**The task**
Your task is to transcribe the entries below exactly, from their first line down to the line containing "Target: foliage", and to stop there.

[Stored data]
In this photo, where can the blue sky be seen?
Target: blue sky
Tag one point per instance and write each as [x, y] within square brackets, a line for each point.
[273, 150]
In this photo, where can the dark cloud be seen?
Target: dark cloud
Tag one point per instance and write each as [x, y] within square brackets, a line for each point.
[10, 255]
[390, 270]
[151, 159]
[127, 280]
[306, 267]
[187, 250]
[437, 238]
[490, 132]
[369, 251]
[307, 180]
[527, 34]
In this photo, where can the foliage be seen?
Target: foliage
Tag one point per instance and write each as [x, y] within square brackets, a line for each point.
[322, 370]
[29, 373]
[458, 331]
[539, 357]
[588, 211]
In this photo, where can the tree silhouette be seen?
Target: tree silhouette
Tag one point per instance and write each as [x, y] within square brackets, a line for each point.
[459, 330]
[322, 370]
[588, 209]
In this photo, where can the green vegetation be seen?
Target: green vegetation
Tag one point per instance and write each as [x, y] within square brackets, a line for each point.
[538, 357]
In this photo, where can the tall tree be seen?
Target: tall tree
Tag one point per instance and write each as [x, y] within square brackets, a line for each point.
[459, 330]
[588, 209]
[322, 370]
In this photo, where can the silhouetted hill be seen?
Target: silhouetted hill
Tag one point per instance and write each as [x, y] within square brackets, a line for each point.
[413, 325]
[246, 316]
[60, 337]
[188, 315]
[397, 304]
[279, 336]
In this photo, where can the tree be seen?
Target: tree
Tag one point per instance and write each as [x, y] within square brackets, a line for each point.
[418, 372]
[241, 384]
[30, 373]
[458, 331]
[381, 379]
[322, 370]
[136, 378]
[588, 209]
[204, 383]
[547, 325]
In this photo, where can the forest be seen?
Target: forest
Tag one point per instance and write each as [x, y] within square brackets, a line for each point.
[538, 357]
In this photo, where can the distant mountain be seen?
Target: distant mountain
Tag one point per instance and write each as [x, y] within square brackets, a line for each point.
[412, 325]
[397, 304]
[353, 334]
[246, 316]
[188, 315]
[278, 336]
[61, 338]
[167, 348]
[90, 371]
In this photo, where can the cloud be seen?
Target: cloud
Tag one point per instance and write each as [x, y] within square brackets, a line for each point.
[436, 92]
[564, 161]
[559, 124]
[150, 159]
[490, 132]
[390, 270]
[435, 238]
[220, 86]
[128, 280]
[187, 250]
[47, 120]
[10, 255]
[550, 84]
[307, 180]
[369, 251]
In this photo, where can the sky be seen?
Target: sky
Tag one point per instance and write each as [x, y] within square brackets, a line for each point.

**Result of the exercise**
In this photo, where can the blue sky be seen?
Target: blue sky
Tag one point per instance and write each as [x, y] within square brackets, a line for each point.
[273, 150]
In this photo, where can the dark cloud be seen?
Target: dark cloud
Tag one point per instance and write each as [x, y] within square brackets, a line for each point.
[10, 255]
[390, 270]
[151, 159]
[127, 280]
[306, 267]
[187, 250]
[437, 238]
[490, 132]
[369, 251]
[307, 180]
[527, 34]
In this photo, where can the foliage be seen?
Target: foliage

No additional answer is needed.